(Source records)
<<<<
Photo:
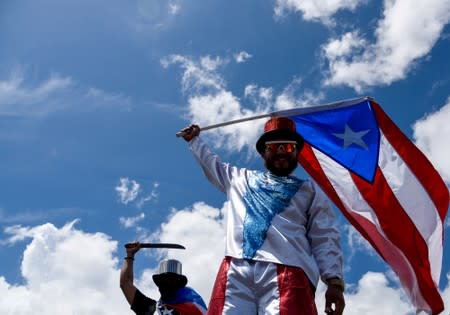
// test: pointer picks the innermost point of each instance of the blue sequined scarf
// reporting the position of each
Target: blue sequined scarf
(267, 195)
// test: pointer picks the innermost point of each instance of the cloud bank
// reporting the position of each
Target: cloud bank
(406, 33)
(68, 271)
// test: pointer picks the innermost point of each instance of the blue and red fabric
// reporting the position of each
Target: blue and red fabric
(384, 185)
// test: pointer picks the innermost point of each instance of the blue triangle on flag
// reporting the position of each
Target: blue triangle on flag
(348, 135)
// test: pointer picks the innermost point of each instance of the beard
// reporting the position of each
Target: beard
(281, 164)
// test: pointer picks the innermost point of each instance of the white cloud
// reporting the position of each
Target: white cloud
(21, 98)
(406, 33)
(130, 222)
(210, 103)
(66, 271)
(431, 134)
(315, 10)
(80, 272)
(16, 98)
(242, 56)
(127, 190)
(199, 76)
(291, 98)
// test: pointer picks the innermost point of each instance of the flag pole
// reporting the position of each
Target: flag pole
(285, 113)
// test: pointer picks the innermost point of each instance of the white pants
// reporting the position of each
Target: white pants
(255, 288)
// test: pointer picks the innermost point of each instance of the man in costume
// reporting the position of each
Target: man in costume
(281, 232)
(176, 297)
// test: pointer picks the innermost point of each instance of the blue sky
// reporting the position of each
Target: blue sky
(92, 94)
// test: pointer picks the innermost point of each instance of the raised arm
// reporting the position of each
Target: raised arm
(126, 273)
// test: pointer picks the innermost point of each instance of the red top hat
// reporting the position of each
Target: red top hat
(279, 128)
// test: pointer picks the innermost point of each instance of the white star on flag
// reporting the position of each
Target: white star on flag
(349, 136)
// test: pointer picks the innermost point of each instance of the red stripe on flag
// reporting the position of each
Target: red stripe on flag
(217, 301)
(186, 308)
(366, 228)
(309, 162)
(417, 162)
(396, 224)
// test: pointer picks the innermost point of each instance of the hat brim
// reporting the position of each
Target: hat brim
(181, 280)
(283, 134)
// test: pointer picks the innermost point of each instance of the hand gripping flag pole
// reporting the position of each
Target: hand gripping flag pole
(281, 113)
(382, 183)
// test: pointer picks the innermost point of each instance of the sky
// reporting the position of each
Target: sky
(92, 94)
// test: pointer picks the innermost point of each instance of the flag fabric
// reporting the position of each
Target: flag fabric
(383, 185)
(187, 302)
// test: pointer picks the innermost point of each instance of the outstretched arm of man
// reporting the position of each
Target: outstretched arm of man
(126, 273)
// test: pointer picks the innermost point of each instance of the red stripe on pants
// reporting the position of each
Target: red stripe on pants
(296, 296)
(218, 295)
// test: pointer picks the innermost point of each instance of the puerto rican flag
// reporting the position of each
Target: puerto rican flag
>>>>
Task instructions:
Except for the pictures, copy the material above exactly.

Output below:
Photo:
// test: pointer picks the innermost point of each instance of the blue sequined scarf
// reporting the position of each
Target: blue sequined scarf
(267, 195)
// test: pointer picks the innermost point of each instance of the cloud bank
// reporting the position of each
Target: cloud bank
(406, 33)
(68, 271)
// test: pointer picks the innermost point of each instance of the blue and red fabric
// reporting the position of each
Target: blue and red fabric
(384, 185)
// test: pointer picks the innermost point of each instance of the blue triangle on flag
// reporting the position of each
Target: blue triangle on flag
(348, 135)
// test: pointer picks the innermost point of each instance of the beard
// reporting the position of each
Target: beard
(281, 164)
// test: pointer picks the innermost point of each instance of the white cloud
// reporting the position of each
Target: white cloud
(21, 98)
(406, 33)
(130, 222)
(210, 103)
(66, 271)
(431, 134)
(315, 10)
(80, 272)
(16, 98)
(242, 56)
(127, 190)
(199, 76)
(291, 98)
// test: pointer picks the innermost point of each instance of the flag pole
// reporting the position of each
Target: flag pole
(285, 113)
// test: pointer picks the innermost point of each instance of the white pants
// reporting the position of each
Target: white pants
(255, 288)
// test: pointer picks the innermost point of each instance of the man in costume
// reporting the position of each
Target: man in costume
(281, 232)
(176, 297)
// test: pointer picks the innermost point of each instance of the blue sky
// reporting the position of each
Target: blue sky
(92, 94)
// test: pointer picks the innermost point of each instance of the raised arm
// reporting the position of each
Target: raised arm
(126, 273)
// test: pointer picks the innermost point of each instance of the red top hat
// reporting the position of each
Target: red top hat
(279, 128)
// test: pointer picks the innermost point of each instance of the white star on flag
// reporting the position of each
Target: white star on flag
(349, 136)
// test: pointer picks the innermost point of each instance of the red stripe on flag
// reporting the position of each
Target: red stripe on flag
(217, 301)
(186, 308)
(366, 228)
(309, 162)
(417, 162)
(396, 224)
// test: pointer picks the innermost point of each instance of the hat brim
// reporting the position of each
Target: hat brim
(181, 280)
(283, 134)
// test: pointer picks the innermost point of each instance of the hand gripping flag pole
// reporting the position of each
Target: hand gripping flag pole
(281, 113)
(382, 183)
// test: pointer picks the innermost point of each instance of the sky
// reporting the position of each
Target: sky
(92, 94)
// test: pointer picks the innermost point of each instance of the flag fabric
// reporting the position of each
Target: flag fabric
(383, 185)
(187, 302)
// test: pointer picks the innermost point of each instance of the outstretched arm of man
// reporting the position of each
Target: outstretched arm of man
(126, 273)
// test: pointer picks the innermost point of each instance of the red stripe on pants
// reporting the position of each
Target: red stripe on pants
(296, 296)
(218, 295)
// test: pointer picks the innermost point of each instance of the puerto rican flag
// reporting the position of each
Target: puerto rican flag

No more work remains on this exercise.